**Dati di partenza**

◆ ◆ ◆ ◆ ◆

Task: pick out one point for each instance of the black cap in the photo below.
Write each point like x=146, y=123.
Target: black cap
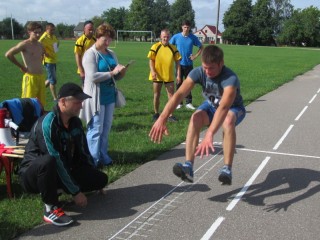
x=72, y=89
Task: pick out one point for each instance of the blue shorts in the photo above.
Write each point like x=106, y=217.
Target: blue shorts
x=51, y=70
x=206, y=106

◆ ◆ ◆ ◆ ◆

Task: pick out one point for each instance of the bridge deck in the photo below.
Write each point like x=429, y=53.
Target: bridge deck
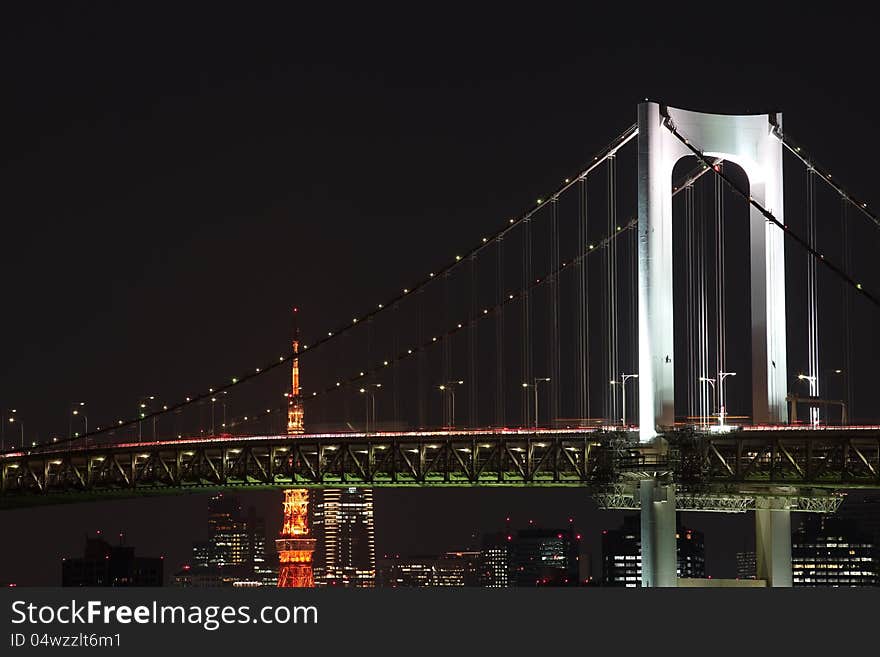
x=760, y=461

◆ ◆ ◆ ◆ ◆

**Compito scritto**
Ricopia parola per parola le righe che iniziano da quella con "Task: pick out one point for each instance of the blue" e proseguono fino a quella con "x=206, y=106", incluse entrambe.

**Esercizio svolto**
Task: pick out one point for each instance of the blue shorts in the photo above.
Write each point like x=106, y=217.
Target: blue shorts
x=51, y=70
x=206, y=106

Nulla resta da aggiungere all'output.